PROVIDED DATA –
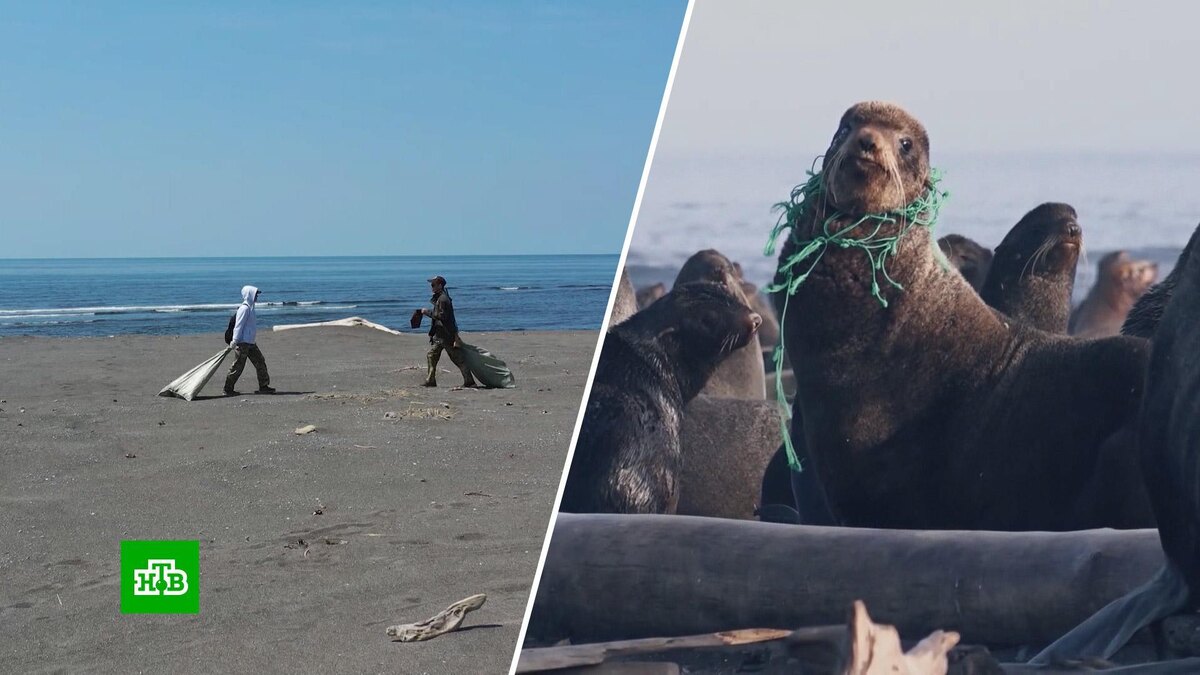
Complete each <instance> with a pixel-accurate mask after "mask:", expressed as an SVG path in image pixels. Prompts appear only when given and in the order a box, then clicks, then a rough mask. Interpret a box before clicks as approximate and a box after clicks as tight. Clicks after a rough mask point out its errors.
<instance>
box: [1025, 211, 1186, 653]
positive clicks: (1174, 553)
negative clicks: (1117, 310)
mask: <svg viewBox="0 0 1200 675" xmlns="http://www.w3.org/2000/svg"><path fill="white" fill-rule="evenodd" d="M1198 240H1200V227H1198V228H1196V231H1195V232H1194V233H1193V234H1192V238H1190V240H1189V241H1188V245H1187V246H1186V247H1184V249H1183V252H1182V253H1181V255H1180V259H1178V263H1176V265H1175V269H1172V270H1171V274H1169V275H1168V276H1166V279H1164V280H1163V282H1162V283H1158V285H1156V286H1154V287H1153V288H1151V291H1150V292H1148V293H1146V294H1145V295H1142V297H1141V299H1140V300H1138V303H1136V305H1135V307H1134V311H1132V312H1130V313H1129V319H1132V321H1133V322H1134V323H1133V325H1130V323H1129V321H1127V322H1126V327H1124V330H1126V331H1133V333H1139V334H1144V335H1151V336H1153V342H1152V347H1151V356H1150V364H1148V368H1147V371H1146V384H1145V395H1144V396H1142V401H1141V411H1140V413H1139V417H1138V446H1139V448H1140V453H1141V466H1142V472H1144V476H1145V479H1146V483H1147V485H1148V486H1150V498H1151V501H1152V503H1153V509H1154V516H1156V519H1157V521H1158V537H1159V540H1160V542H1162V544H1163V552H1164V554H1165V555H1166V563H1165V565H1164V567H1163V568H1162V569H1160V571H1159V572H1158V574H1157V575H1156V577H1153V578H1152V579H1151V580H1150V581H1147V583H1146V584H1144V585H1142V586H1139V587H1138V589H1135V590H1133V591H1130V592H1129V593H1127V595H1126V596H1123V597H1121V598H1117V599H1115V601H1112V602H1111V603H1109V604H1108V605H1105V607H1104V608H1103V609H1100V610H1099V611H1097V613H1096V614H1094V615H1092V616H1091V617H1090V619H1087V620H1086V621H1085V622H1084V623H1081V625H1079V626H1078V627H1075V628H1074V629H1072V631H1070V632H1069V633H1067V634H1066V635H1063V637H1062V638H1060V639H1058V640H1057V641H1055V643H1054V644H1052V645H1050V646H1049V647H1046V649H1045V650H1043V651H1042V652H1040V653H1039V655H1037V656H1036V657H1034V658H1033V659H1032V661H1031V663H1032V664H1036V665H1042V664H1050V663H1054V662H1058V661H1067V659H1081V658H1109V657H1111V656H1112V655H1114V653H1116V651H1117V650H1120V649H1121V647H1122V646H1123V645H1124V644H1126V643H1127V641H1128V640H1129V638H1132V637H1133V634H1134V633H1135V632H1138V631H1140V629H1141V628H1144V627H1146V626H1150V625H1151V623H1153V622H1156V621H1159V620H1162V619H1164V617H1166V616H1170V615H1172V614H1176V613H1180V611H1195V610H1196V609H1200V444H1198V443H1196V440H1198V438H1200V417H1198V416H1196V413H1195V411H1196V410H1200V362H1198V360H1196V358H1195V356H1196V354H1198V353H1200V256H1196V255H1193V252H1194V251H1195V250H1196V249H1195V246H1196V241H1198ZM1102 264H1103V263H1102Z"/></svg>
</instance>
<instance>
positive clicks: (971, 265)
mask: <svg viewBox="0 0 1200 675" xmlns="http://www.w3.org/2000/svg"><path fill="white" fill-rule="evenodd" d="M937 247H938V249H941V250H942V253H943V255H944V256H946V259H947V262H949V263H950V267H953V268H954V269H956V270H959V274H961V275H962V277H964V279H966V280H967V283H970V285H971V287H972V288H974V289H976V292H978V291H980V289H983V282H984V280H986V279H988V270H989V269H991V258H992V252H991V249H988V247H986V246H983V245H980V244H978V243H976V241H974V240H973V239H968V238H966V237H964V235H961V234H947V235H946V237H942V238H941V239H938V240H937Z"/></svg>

YOUR GOAL – Give solely the number of lines in the data that contain the string "instance".

EXERCISE ANSWER – 4